> REQUIREMENT
Reproduce the data below line for line, with no changes, and leave out the pictures.
——
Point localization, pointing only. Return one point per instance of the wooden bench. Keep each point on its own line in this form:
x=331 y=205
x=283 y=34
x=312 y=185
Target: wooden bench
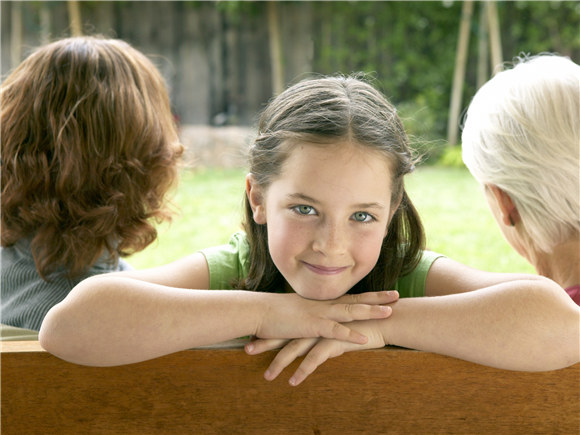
x=222 y=390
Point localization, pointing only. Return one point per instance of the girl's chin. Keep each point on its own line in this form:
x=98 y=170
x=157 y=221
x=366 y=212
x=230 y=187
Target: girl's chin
x=317 y=295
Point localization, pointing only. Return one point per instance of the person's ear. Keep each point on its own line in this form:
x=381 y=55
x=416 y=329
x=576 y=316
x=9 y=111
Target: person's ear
x=394 y=207
x=508 y=210
x=256 y=199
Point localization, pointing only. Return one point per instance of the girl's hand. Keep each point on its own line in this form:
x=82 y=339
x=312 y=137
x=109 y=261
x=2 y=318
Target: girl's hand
x=317 y=350
x=288 y=316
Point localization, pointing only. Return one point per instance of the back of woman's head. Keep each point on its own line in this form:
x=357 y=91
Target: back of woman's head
x=325 y=111
x=522 y=134
x=89 y=150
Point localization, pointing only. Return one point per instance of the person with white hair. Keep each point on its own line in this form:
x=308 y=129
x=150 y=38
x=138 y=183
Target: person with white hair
x=521 y=141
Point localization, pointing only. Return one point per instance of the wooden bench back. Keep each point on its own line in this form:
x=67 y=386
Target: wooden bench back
x=204 y=391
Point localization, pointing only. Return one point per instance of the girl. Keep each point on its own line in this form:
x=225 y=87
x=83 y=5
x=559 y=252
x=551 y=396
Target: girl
x=89 y=150
x=327 y=221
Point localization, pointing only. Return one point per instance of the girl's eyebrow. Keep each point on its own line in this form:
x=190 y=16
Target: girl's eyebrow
x=310 y=200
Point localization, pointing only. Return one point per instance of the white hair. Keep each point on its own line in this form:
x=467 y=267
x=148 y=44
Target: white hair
x=522 y=134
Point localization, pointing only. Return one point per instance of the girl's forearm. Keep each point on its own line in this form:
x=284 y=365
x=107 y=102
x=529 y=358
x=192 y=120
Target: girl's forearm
x=522 y=325
x=116 y=321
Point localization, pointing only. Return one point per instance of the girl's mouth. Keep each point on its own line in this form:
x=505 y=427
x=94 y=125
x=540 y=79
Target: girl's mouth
x=324 y=270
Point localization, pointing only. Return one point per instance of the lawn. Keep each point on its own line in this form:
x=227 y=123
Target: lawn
x=451 y=203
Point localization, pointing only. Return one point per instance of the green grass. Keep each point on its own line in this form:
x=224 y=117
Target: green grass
x=451 y=203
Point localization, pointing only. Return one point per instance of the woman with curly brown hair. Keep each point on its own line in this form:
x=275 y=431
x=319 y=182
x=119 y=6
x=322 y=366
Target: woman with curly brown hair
x=89 y=151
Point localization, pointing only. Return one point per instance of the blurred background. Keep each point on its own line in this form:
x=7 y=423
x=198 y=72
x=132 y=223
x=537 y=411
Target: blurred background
x=223 y=61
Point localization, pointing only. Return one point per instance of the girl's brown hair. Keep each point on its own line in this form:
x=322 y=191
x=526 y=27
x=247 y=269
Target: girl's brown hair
x=330 y=110
x=89 y=151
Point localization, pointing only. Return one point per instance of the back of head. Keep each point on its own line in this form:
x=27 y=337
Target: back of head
x=89 y=149
x=522 y=134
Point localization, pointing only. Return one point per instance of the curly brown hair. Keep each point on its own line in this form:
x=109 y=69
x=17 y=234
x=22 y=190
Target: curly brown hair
x=89 y=150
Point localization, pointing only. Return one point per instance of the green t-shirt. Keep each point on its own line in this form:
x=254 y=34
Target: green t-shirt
x=231 y=262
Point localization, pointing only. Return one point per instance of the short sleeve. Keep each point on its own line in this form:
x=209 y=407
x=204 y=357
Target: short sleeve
x=228 y=263
x=413 y=284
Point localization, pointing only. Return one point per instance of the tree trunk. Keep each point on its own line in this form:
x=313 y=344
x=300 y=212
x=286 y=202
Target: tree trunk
x=483 y=46
x=74 y=16
x=459 y=73
x=494 y=38
x=16 y=36
x=275 y=49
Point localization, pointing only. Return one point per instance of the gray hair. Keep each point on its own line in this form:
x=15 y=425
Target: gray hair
x=522 y=134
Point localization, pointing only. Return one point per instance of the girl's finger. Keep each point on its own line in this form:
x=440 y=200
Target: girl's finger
x=287 y=355
x=371 y=298
x=331 y=329
x=258 y=346
x=320 y=353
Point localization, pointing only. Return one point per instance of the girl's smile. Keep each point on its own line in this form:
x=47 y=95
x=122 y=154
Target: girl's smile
x=327 y=214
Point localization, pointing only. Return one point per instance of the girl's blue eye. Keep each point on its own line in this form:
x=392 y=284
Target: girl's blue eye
x=361 y=216
x=304 y=209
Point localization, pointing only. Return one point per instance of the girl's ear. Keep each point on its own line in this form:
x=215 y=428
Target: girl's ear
x=256 y=199
x=394 y=207
x=508 y=212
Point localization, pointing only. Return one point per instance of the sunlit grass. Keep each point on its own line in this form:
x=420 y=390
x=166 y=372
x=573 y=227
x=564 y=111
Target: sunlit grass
x=451 y=203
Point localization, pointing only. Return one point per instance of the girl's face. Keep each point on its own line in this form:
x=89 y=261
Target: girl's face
x=327 y=214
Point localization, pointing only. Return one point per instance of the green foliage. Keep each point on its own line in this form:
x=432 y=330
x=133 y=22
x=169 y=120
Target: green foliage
x=451 y=203
x=411 y=47
x=451 y=158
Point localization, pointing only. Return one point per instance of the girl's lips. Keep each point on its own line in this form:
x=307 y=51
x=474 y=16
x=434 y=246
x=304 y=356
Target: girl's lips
x=323 y=270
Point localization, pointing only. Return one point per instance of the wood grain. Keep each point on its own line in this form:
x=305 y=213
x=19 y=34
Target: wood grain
x=223 y=391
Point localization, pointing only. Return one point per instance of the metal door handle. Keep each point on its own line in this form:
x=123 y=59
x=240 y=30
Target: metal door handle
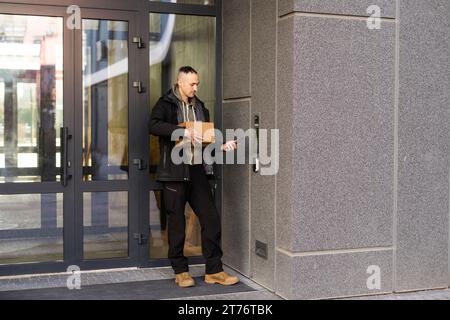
——
> SOLVED EXERCISE
Point localization, pointing only. Return one point per instance of the wooden bench. Keep each point on its own line in this form:
x=331 y=205
x=283 y=34
x=312 y=185
Target: wooden bench
x=222 y=390
Point localization, pointing only. Return one point per instance of the girl's chin. Keep each point on its own line in this form:
x=98 y=170
x=157 y=221
x=366 y=212
x=230 y=187
Target: girl's chin
x=317 y=295
Point localization, pointing only. Return one point per instance of the person's ear. Keep each point on its own line in this form:
x=381 y=55
x=416 y=329
x=576 y=316
x=9 y=111
Target: person's ear
x=394 y=207
x=508 y=210
x=256 y=199
Point localization, pointing only. Return one point per instance of the girl's hand. Keep each point on its own line in this form:
x=82 y=339
x=312 y=137
x=109 y=261
x=2 y=318
Target: girl's hand
x=317 y=350
x=288 y=316
Point localization, pointing only. Return one point per instance of the back of woman's head. Keep each point on its own line in this form:
x=357 y=91
Target: back of woman's head
x=325 y=111
x=522 y=134
x=89 y=150
Point localization, pointing only. Return one point per instance of the person with white hair. Keep each point on its own line in this form:
x=308 y=129
x=150 y=38
x=138 y=183
Target: person with white hair
x=521 y=141
Point localization, pointing only. Return one point per instance of the wooden bench back. Keep each point on its own line in this form:
x=67 y=386
Target: wooden bench back
x=204 y=391
Point localization, pointing only. Return one point per instance of the girl. Keep each point on its own line in this form:
x=225 y=87
x=83 y=5
x=559 y=252
x=551 y=396
Target: girl
x=89 y=150
x=327 y=221
Point localization, pointing only. Return one point per instance of the girl's eyebrow. Keep each point on its own line in this form:
x=190 y=16
Target: girl's eyebrow
x=310 y=200
Point localization, pointing only. Return one point per instance of the white hair. Keep each point on its own line in this form:
x=467 y=267
x=148 y=44
Target: white hair
x=522 y=134
Point localization, pointing only. Return one point per instance of the girl's forearm. Keep each point on its own line in this form:
x=284 y=365
x=107 y=102
x=529 y=358
x=192 y=120
Target: girl's forearm
x=522 y=325
x=116 y=321
Point localization, pointing only. Return one point per instance of the girl's mouth. Keep each point on its own line in this form:
x=505 y=427
x=94 y=125
x=540 y=79
Target: girl's mouth
x=324 y=270
Point localization, pointing only. Return one point per instance of the lawn. Keep each point on its own line in this form:
x=227 y=123
Target: lawn
x=451 y=203
Point localization, pointing only. Return one point per instance of the green grass. Keep each point on its own line in this form:
x=224 y=117
Target: green grass
x=451 y=203
Point localization, pointing only. Return one point per instance of the woman with curly brown hair. Keep each point on its own line in this form:
x=275 y=431
x=319 y=182
x=119 y=6
x=322 y=366
Target: woman with curly brown hair
x=89 y=151
Point localization, pointing only. Return one point per instance of the blurred background. Keep each point on its own line in this form:
x=7 y=423
x=198 y=72
x=132 y=223
x=537 y=411
Target: blurred background
x=223 y=61
Point localization, pointing only. Return one point per instance of the girl's brown hair. Keep each point on its own line in this form:
x=322 y=191
x=526 y=27
x=247 y=269
Target: girl's brown hair
x=330 y=110
x=89 y=151
Point localization, pointing only. Return one point per instance of the back of head. Keep each point on its own line in this form:
x=27 y=337
Target: back of head
x=89 y=149
x=522 y=134
Point localization, pointing only. Return one point per instance of the curly brown hair. Keep each point on its own line in this form:
x=109 y=69
x=17 y=234
x=22 y=190
Target: curly brown hair
x=89 y=150
Point localization, pointing only. Return one point per instance of the green t-shirt. Keep each point on its own line in this form:
x=254 y=34
Target: green t-shirt
x=231 y=262
Point localization, pointing only. Return one point per instance of the short sleeve. Keep each point on its own line in this form:
x=209 y=407
x=204 y=357
Target: short sleeve
x=228 y=263
x=413 y=284
Point localization, pointing only. Return one point per instance of the tree trunk. Keep each point on its own line in this form:
x=313 y=344
x=300 y=212
x=286 y=202
Target: tree trunk
x=483 y=46
x=74 y=16
x=459 y=73
x=494 y=38
x=16 y=36
x=275 y=49
Point localization, pointing only. Return one point per instance of the gray hair. Keep each point on its own line in this form:
x=15 y=425
Target: gray hair
x=522 y=134
Point localization, pointing only. Return one point per instance of the girl's finger. Keep each point on its own line in this form:
x=440 y=200
Target: girl's finger
x=287 y=355
x=371 y=298
x=331 y=329
x=258 y=346
x=320 y=353
Point localization, pointing only. Return one point per instance of the girl's smile. Keep each point on its own line in this form:
x=47 y=95
x=122 y=154
Target: girl's smile
x=327 y=214
Point localization, pointing only. Return one point per instance of the girl's blue eye. Keep each point on its own line in this form:
x=392 y=284
Target: girl's blue eye
x=361 y=216
x=304 y=209
Point localization, pointing only. Return one point per instance of the girl's ear. Keep each point on its own line in this form:
x=215 y=428
Target: girl's ear
x=256 y=199
x=394 y=207
x=508 y=212
Point localization, pointing only. Return one point per instance of the sunlit grass. Keep each point on its own line in this form:
x=420 y=390
x=166 y=372
x=573 y=227
x=564 y=111
Target: sunlit grass
x=451 y=203
Point localization, pointing only. Return one point per instance of the girl's face. Keep each point on its own line in this form:
x=89 y=261
Target: girl's face
x=327 y=214
Point localization, pointing only. Return one point per instance of the green foliage. Keep each point on its own line in this form:
x=432 y=330
x=133 y=22
x=169 y=120
Target: green foliage
x=451 y=203
x=411 y=47
x=451 y=158
Point localization, pointing only. Return one point per instance of the girl's lips. Keep each point on its own line in this form:
x=307 y=51
x=474 y=16
x=434 y=246
x=304 y=356
Target: girl's lips
x=323 y=270
Point localization, pointing only. Return one point per instance of the wood grain. Keep each point on its own line in this form:
x=305 y=213
x=19 y=34
Target: wood grain
x=223 y=391
Point localization, pointing only. Return one point per instance of the metal door handle. Keep each point on its own line in this form:
x=123 y=59
x=240 y=30
Target: metal door handle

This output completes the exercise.